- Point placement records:
════

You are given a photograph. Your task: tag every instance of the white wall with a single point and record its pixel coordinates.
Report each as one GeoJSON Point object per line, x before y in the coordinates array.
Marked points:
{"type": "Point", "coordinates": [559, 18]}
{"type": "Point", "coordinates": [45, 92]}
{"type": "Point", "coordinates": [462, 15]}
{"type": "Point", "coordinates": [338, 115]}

════

- PROBLEM DESCRIPTION:
Return the lines of the records above without any change.

- RESULT FOR THIS EXERCISE:
You are given a photograph. Your task: tag every instance of the white wall with a single point and record its pixel coordinates.
Report each as one GeoJSON Point object per line, x before y in the coordinates array.
Marked points:
{"type": "Point", "coordinates": [559, 18]}
{"type": "Point", "coordinates": [45, 92]}
{"type": "Point", "coordinates": [462, 15]}
{"type": "Point", "coordinates": [338, 115]}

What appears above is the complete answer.